Requirement -
Turn the lines of all the items below into one numbered list. Leave out blank lines and pictures.

Dataset entries:

[Start of Attachment]

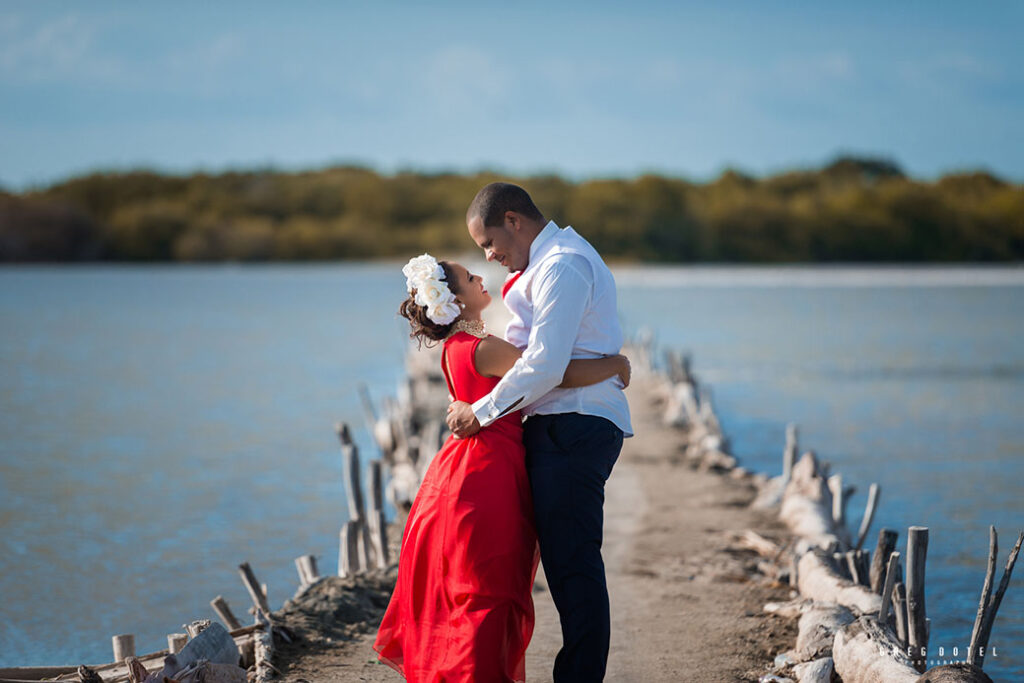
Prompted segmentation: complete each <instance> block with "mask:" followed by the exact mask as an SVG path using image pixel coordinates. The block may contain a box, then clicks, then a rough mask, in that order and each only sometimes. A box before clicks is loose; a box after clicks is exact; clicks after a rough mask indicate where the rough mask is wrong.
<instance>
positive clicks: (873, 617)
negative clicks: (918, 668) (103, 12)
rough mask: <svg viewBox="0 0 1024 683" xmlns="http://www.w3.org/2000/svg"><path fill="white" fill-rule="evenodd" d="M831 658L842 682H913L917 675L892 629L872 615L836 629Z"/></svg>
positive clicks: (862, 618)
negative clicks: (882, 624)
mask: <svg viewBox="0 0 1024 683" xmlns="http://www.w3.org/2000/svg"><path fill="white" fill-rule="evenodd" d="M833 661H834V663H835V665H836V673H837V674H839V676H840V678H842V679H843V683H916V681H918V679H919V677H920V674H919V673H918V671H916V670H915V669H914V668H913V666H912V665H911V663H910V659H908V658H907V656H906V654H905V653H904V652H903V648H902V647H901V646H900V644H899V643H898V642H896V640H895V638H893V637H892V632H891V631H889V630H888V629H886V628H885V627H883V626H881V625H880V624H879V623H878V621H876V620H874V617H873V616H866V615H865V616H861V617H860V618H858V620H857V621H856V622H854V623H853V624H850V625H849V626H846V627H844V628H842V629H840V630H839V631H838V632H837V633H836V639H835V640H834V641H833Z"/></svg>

[End of Attachment]

Task result -
1. Prompted segmentation: complete each <instance> block with "mask:" followed by the exact mask as an SVG path using image pixel coordinates. The block may contain a box, then clicks, then a rough mask, in that order and each only sometimes. A box before clicks is loose; a box after clicks is exact; clicks after a rough mask indicate where the rough mask is wrong.
2. <instance>
3. positive clicks: (873, 617)
4. negative clicks: (918, 668) (103, 12)
5. rough mask: <svg viewBox="0 0 1024 683" xmlns="http://www.w3.org/2000/svg"><path fill="white" fill-rule="evenodd" d="M831 658L842 682H913L917 675L892 629L872 615L836 629Z"/></svg>
6. positive clicks: (862, 618)
7. negative clicks: (882, 624)
8. mask: <svg viewBox="0 0 1024 683" xmlns="http://www.w3.org/2000/svg"><path fill="white" fill-rule="evenodd" d="M833 661H834V663H835V665H836V673H837V674H839V676H840V678H842V679H843V683H916V681H918V679H919V677H920V674H919V673H918V671H916V670H915V669H914V668H913V666H912V665H911V663H910V659H908V658H907V656H906V654H905V653H904V652H903V648H902V647H901V646H900V644H899V643H898V642H896V640H895V638H893V637H892V632H891V631H889V630H888V629H886V628H885V627H883V626H881V625H880V624H879V623H878V621H876V620H874V617H873V616H866V615H865V616H861V617H860V618H858V620H857V621H856V622H854V623H853V624H850V625H849V626H846V627H844V628H842V629H840V630H839V631H838V632H837V633H836V639H835V640H834V641H833Z"/></svg>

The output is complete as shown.